Brief A
Convert the lines of the records below into a JSON list of strings, one string per line with blank lines left out, starting at the line that contains "like x=432, y=678." and ending at the line that contains "x=327, y=175".
--- Start Text extract ---
Byrd Went Low Too Fast

This was quite a boxing story. Former legitimate heavyweight champ Chris Byrd drops over 40 pounds (after taking a pounding from de facto champ Wladimir Klitschko) and skips cruiserweight altogether to come in at 174 for a fight under the light heavy 175 limit. Looking at Byrd, I had to do a double take. He looked like a different man. Having lost 20% or so of one's body weight tends to impact one's appearance and he was no exception. His face was practically gaunt by comparison to his former self, but he still looked good, cut and fit in the pre-fight tapes. His upper body was still relatively intact and his arms didn't look wasted. It wasn't until he got in the ring that something immediately looked wrong. Even before the bell, his legs were noticeably emaciated. He was standing on sticks and as a result, his body was not proportionate at all.

I'll admit though that I had confidence that this was going to be a walkthrough for Byrd. He wouldn't schedule such a fight against a guy who could actually test him, would he? After all, he was a headliner for years and while never a huge draw, he was always on the short list of heavys a fighter had to contend with to contend for the recognized heavyweight championship. Even when Antonio Tarver in the FNF studio predicted his defeat, attesting to the skill of what should have been just an opponent, I chalked it up to Tarver's penchant for talking down peers to pump up his own worth. I was wrong.
--- End Text extract ---
--- Start Task inputs ---
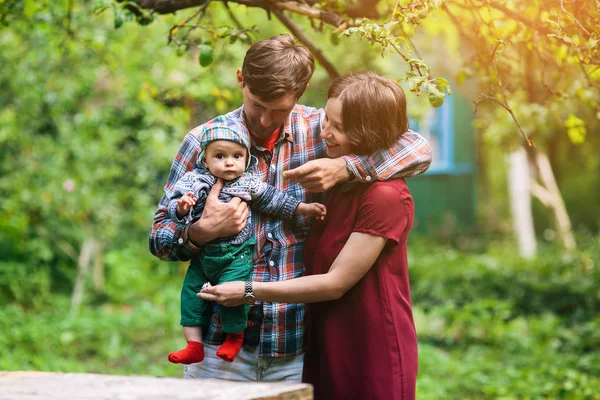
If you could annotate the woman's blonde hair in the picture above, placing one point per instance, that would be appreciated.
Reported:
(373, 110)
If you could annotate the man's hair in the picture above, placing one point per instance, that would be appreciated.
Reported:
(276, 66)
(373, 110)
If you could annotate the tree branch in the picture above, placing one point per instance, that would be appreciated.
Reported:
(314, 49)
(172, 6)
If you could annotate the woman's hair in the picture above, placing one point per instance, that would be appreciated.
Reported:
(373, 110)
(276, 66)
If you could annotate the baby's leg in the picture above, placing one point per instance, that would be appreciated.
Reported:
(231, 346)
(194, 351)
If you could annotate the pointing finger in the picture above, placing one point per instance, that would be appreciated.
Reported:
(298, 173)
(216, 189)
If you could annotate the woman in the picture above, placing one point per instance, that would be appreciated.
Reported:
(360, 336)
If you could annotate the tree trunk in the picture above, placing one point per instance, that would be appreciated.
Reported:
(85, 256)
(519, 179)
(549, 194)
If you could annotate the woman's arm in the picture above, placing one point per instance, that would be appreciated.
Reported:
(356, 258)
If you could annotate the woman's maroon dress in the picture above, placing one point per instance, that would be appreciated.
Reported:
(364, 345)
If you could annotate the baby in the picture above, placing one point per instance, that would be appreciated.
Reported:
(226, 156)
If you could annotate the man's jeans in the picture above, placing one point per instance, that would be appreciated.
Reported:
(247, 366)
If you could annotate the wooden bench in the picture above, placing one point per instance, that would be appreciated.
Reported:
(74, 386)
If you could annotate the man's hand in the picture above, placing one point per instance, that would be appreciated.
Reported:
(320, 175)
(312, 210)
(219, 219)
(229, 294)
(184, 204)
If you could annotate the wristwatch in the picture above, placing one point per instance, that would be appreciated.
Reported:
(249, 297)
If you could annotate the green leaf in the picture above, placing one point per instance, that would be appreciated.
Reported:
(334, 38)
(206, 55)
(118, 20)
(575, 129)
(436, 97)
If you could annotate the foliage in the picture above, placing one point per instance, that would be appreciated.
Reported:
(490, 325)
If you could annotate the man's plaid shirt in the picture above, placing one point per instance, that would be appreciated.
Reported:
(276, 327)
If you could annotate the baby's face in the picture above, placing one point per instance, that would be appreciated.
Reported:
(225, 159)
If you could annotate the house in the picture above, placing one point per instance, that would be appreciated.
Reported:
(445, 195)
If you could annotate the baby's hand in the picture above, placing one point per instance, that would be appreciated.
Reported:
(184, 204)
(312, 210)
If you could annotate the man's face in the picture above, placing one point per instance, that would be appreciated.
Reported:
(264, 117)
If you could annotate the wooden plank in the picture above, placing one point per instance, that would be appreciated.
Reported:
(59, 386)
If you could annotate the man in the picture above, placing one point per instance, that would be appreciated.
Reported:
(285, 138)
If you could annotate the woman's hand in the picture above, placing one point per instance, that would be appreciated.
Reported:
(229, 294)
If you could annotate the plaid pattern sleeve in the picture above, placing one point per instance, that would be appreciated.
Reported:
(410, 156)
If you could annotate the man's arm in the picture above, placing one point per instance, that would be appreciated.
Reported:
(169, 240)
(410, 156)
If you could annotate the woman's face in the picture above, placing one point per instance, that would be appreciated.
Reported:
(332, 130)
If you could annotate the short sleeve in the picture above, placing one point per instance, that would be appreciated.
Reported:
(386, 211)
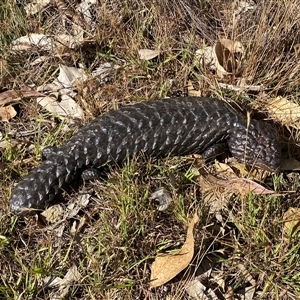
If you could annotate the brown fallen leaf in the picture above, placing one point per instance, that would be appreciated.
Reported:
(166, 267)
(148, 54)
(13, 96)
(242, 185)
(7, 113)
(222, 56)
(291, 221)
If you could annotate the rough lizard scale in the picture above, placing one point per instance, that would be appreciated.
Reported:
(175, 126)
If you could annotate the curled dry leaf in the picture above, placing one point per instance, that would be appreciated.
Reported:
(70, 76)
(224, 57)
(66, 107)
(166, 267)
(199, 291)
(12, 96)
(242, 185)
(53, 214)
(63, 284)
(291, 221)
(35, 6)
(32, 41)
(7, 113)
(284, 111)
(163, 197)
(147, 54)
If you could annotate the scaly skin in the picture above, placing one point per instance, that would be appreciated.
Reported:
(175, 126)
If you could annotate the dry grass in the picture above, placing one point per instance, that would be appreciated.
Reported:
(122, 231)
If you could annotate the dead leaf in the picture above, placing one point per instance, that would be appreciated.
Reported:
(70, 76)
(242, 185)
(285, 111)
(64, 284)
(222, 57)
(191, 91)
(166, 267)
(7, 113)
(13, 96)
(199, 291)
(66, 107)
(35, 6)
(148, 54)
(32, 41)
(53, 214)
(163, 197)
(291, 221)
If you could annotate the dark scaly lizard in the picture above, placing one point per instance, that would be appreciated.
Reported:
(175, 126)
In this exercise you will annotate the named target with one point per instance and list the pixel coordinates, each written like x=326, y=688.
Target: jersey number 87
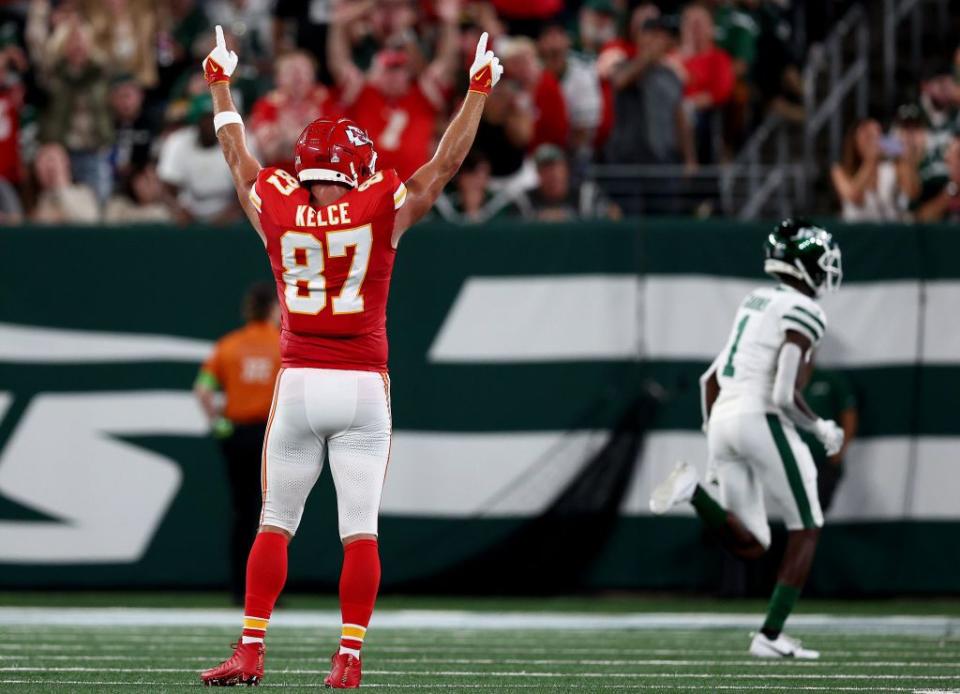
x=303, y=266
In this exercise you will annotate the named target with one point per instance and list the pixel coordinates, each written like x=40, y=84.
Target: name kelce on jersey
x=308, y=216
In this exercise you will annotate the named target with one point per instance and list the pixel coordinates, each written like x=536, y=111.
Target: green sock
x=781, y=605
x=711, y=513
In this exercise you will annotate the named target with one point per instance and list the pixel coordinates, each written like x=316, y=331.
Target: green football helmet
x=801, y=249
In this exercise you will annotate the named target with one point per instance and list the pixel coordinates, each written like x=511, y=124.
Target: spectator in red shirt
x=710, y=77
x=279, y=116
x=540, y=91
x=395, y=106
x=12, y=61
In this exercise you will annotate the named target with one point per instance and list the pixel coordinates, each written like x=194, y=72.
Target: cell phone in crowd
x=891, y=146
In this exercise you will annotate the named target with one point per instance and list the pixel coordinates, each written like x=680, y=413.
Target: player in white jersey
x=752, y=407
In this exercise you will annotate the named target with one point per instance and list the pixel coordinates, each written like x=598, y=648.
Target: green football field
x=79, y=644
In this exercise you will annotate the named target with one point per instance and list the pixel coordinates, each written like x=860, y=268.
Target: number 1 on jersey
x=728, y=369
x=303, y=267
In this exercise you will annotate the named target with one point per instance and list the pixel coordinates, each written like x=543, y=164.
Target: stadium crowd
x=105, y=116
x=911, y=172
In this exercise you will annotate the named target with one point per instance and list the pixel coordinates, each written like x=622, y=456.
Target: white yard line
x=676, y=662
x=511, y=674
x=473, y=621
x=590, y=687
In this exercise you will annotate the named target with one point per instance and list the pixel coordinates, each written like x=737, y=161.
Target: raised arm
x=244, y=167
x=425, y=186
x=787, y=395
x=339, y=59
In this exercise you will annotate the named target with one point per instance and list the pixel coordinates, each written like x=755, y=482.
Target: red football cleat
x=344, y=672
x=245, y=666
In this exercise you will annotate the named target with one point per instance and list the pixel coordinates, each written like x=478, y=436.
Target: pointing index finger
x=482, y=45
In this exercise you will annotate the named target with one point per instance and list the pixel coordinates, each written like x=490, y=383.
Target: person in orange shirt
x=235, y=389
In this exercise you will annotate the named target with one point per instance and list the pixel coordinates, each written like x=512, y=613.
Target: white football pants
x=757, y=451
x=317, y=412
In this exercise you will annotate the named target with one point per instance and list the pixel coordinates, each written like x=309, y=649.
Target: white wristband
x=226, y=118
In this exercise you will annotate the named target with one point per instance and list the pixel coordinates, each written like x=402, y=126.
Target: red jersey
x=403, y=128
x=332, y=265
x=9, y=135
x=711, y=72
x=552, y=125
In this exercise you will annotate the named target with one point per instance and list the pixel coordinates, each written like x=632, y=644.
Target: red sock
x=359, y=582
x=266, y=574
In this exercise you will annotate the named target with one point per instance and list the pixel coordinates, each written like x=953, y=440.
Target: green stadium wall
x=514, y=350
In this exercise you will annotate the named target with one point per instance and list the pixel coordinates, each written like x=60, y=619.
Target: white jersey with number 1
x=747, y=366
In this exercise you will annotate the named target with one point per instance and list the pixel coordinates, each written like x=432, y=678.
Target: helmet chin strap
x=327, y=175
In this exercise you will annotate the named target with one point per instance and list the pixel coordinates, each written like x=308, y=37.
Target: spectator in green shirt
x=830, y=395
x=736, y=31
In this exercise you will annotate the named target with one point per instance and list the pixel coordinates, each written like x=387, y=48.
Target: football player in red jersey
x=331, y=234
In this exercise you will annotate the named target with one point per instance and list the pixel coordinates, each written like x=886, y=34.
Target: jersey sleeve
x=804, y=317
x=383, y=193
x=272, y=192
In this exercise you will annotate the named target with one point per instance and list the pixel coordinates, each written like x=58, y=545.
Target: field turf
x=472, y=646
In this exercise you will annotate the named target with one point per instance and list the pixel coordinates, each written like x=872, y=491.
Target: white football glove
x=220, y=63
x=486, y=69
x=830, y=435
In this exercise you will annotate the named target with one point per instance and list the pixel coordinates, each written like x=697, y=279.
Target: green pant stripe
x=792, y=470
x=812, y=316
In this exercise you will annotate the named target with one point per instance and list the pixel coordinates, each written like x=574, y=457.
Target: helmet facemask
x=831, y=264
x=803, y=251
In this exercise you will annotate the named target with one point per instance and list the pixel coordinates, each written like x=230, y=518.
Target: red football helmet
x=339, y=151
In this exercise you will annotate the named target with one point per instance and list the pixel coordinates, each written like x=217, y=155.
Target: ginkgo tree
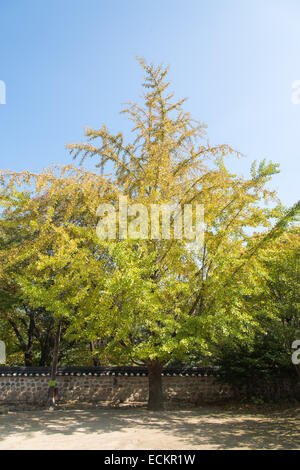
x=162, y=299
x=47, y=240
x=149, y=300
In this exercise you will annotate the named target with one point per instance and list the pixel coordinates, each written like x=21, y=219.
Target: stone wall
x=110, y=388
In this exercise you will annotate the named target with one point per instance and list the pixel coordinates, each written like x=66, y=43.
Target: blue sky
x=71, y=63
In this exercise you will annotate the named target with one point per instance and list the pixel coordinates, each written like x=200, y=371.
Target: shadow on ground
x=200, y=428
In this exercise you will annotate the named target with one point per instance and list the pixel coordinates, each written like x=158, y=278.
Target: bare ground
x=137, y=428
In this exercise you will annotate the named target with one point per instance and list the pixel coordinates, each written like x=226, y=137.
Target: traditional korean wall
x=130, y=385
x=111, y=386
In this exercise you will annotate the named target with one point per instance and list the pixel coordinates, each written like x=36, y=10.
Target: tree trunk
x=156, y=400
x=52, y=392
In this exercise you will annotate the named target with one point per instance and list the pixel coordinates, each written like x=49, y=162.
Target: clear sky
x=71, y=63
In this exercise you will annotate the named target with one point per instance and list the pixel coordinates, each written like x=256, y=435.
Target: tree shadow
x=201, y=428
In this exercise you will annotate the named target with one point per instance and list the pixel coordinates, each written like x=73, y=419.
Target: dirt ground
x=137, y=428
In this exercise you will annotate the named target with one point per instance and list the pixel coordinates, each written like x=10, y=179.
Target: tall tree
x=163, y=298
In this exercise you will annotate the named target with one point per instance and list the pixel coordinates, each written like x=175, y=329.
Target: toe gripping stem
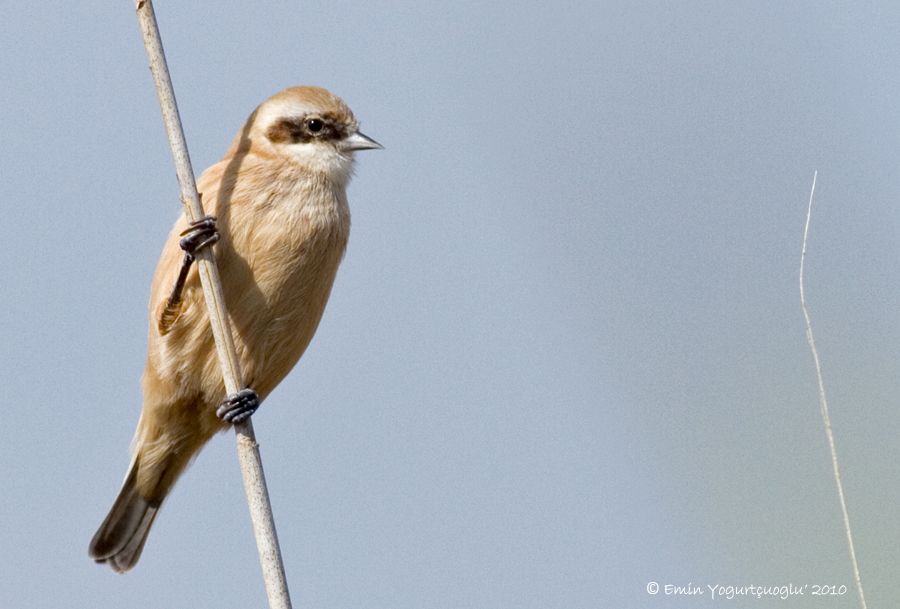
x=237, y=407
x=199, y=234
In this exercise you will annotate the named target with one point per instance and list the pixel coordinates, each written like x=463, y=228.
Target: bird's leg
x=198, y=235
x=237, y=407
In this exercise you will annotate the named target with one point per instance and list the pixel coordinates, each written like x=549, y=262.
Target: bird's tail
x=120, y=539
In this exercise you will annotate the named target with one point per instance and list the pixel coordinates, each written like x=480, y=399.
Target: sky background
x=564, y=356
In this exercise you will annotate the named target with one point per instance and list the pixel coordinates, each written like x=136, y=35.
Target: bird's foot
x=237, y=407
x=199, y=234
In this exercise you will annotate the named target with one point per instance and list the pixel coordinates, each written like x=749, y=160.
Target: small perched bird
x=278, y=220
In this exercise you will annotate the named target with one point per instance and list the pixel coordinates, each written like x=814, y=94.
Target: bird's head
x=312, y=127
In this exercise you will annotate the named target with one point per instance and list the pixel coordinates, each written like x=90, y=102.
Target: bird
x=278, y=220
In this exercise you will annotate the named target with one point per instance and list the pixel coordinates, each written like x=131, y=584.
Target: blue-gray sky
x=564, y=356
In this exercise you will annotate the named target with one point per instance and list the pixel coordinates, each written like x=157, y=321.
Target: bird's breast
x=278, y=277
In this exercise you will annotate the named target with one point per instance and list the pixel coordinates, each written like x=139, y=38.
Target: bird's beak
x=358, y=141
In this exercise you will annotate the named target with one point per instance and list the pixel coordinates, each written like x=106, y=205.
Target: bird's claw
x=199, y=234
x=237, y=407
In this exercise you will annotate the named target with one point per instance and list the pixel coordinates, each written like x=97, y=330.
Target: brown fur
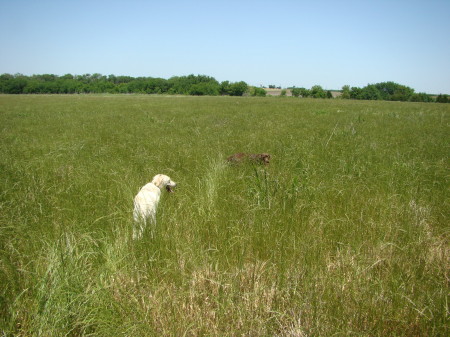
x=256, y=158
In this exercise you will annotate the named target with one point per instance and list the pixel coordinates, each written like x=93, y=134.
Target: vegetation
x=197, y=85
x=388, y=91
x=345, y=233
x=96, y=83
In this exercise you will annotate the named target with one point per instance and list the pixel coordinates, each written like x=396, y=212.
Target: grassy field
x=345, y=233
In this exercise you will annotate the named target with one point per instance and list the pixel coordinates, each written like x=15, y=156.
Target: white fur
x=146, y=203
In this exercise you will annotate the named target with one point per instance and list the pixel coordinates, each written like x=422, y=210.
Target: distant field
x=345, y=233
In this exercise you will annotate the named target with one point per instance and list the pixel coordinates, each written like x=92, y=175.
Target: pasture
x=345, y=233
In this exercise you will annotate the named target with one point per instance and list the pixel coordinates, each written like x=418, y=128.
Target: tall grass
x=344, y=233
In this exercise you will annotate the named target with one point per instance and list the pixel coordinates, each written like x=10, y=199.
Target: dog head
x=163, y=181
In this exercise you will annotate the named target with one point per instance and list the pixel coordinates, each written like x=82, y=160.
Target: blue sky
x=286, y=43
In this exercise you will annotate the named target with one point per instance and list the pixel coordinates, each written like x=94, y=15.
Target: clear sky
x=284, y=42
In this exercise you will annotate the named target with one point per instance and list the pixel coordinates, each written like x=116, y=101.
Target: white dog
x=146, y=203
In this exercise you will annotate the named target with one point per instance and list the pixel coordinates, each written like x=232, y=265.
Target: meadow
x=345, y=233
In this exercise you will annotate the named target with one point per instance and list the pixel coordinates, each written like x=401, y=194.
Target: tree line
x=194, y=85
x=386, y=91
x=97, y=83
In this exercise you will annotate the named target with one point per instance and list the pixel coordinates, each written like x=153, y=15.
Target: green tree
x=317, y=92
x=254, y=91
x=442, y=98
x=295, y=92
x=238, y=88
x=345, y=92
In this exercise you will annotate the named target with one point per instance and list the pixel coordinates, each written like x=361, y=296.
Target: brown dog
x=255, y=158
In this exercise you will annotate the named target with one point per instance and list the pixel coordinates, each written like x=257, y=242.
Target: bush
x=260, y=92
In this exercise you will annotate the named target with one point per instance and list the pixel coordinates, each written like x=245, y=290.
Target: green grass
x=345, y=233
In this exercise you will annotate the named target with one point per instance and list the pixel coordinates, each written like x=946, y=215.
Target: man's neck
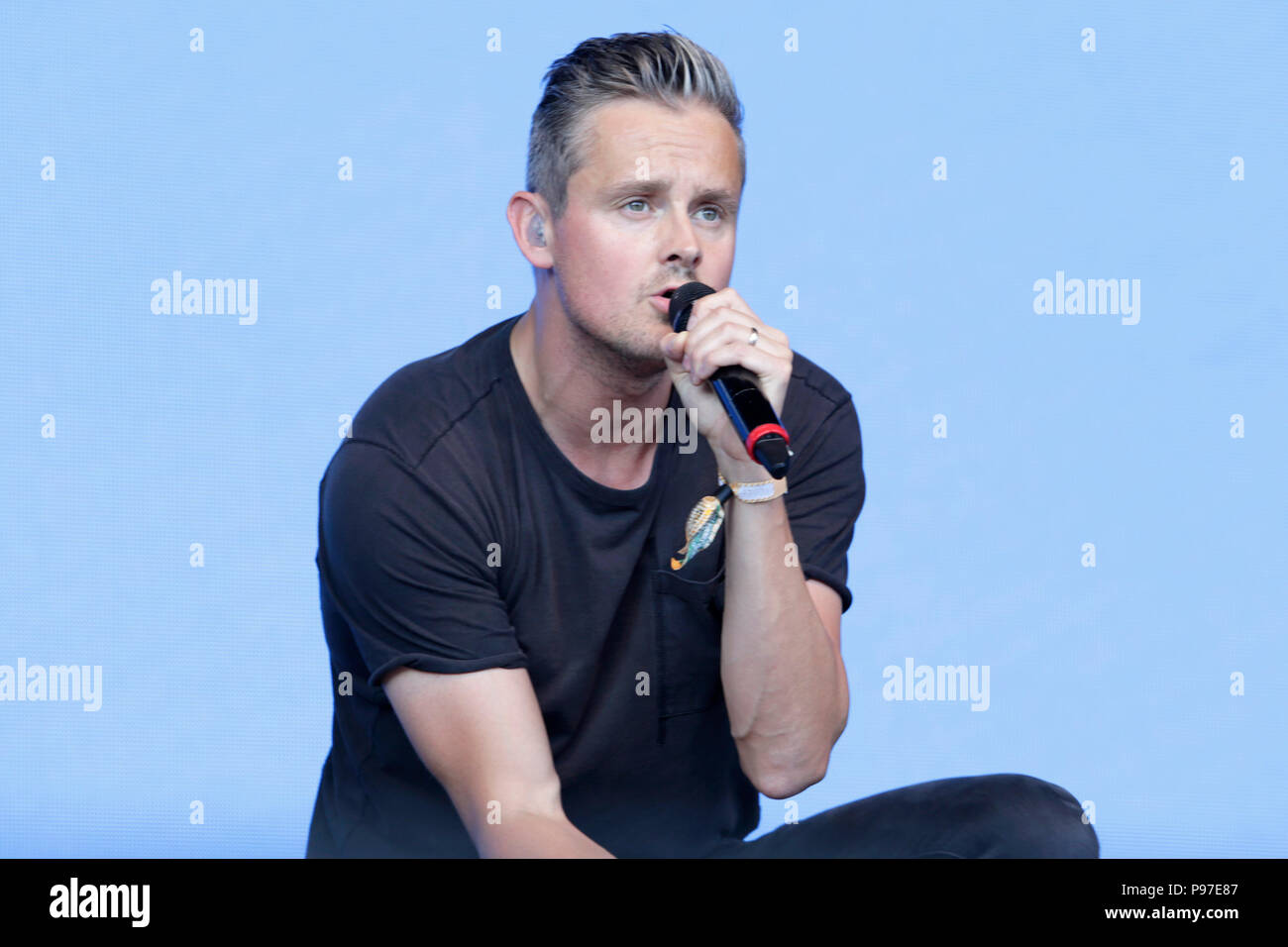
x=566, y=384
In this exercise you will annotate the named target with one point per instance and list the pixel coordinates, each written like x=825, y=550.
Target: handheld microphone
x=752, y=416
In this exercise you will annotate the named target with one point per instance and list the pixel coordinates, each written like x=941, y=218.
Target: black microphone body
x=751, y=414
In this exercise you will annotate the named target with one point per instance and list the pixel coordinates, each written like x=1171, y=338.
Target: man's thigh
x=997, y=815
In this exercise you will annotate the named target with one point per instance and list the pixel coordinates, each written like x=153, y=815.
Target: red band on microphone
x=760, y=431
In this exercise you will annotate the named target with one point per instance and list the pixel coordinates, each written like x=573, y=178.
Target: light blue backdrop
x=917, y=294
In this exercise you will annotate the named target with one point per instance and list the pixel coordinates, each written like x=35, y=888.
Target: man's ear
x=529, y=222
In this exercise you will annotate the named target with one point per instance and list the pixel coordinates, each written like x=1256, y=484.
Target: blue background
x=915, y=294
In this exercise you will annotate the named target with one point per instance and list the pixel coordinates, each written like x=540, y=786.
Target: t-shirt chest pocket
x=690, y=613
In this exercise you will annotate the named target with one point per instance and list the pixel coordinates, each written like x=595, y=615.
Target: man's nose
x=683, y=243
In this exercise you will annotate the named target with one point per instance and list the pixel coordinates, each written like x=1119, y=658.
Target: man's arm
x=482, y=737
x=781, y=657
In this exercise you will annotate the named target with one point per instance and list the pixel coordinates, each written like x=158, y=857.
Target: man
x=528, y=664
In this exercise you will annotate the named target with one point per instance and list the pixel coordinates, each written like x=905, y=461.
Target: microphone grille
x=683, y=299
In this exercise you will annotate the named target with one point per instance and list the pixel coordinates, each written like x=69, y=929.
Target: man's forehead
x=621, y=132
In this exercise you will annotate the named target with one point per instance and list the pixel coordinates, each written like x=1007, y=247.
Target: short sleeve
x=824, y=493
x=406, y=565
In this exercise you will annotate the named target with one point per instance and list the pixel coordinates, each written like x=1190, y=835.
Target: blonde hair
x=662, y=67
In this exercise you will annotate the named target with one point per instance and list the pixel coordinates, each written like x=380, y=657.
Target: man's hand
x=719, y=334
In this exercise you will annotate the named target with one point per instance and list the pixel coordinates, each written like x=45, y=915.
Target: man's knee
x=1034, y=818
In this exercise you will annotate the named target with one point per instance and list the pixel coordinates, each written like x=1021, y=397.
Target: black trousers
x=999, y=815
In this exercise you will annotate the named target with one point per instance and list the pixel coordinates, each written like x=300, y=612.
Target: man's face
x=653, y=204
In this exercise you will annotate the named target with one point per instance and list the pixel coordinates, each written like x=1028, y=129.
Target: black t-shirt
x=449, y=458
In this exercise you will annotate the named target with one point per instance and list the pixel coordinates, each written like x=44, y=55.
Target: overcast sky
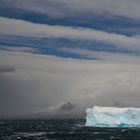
--- End Task inputs ---
Brief B
In the boxing story above, who predicted Chris Byrd's defeat in the FNF studio?

Right answer A
[
  "In this exercise you will annotate the named target with one point per instance and list the pixel coordinates, each written like x=432, y=678.",
  "Target: helmet chin strap",
  "x=327, y=175"
]

Right answer B
Antonio Tarver